* Set task: Rewrite the stretch from the first line below through the line containing "left=56, top=179, right=108, bottom=285", multiplying every coordinate value by 1.05 and rounding each result to a whole number, with halves rounded up. Keep all other text unchanged, and omit the pictures.

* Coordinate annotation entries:
────────────────

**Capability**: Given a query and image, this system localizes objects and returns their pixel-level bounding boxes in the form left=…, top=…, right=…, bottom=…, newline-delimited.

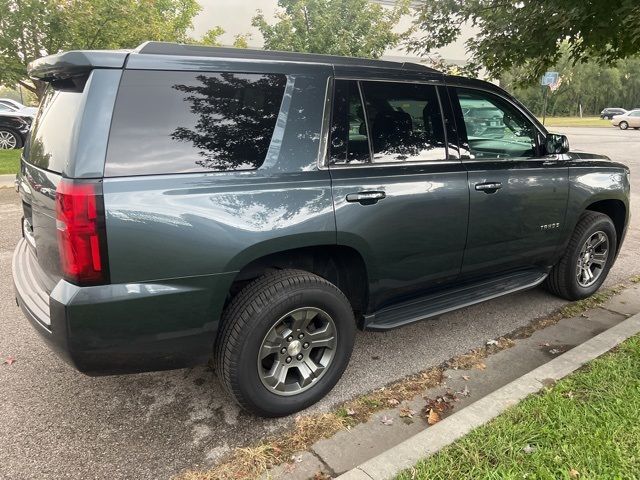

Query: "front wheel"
left=0, top=128, right=22, bottom=150
left=215, top=270, right=355, bottom=417
left=545, top=211, right=617, bottom=300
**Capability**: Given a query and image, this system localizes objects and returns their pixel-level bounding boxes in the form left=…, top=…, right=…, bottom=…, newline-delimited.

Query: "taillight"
left=56, top=179, right=108, bottom=285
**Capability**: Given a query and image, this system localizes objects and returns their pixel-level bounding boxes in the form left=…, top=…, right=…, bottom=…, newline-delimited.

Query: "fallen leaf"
left=427, top=408, right=440, bottom=425
left=456, top=385, right=471, bottom=397
left=400, top=408, right=416, bottom=418
left=380, top=415, right=393, bottom=426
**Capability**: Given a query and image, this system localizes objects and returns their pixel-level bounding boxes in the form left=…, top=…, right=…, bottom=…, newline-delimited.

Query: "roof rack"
left=134, top=42, right=439, bottom=73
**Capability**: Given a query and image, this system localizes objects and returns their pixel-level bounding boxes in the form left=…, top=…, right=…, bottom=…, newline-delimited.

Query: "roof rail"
left=134, top=42, right=438, bottom=73
left=27, top=50, right=130, bottom=82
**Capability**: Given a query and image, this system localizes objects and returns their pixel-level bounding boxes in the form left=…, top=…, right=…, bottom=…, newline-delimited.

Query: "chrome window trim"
left=316, top=76, right=333, bottom=170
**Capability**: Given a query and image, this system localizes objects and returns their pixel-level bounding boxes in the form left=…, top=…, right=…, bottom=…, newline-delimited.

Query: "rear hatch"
left=18, top=52, right=126, bottom=294
left=19, top=84, right=83, bottom=292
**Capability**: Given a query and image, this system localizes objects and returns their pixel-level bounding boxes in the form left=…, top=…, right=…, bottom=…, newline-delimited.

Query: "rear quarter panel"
left=565, top=153, right=631, bottom=248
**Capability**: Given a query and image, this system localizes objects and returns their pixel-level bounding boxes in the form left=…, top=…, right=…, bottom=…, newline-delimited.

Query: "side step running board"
left=365, top=270, right=547, bottom=331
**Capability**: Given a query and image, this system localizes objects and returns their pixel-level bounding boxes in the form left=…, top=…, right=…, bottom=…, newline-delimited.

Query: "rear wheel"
left=215, top=270, right=355, bottom=417
left=0, top=128, right=22, bottom=150
left=545, top=212, right=617, bottom=300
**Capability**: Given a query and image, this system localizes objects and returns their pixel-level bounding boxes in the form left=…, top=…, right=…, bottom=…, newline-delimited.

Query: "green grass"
left=397, top=336, right=640, bottom=480
left=538, top=117, right=613, bottom=128
left=0, top=150, right=22, bottom=175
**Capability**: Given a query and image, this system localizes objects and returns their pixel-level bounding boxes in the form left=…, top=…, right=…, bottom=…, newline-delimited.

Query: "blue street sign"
left=540, top=72, right=560, bottom=86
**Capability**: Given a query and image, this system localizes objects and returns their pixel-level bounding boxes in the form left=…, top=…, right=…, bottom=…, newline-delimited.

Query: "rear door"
left=450, top=87, right=569, bottom=277
left=328, top=78, right=469, bottom=309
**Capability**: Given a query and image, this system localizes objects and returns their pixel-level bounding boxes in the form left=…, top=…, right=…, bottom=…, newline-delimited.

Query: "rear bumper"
left=12, top=240, right=235, bottom=375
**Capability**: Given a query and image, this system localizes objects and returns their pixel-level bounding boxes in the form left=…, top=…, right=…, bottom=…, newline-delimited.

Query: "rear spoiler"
left=27, top=50, right=130, bottom=82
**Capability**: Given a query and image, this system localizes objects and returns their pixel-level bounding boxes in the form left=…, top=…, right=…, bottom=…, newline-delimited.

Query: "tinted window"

────────────────

* Solution below:
**Capability**: Given a query and image, this system localizes objects and returns their pixel-level bounding boxes in the form left=…, top=…, right=…, bottom=…, newline-delimited.


Query: "front wheel"
left=0, top=134, right=23, bottom=158
left=226, top=284, right=373, bottom=438
left=572, top=222, right=648, bottom=315
**Capability**: Given a query and image, this system localizes objects and returns their pixel-level bounding boxes in the form left=…, top=…, right=…, bottom=…, newline-delimited.

Query: "taillight"
left=59, top=188, right=113, bottom=299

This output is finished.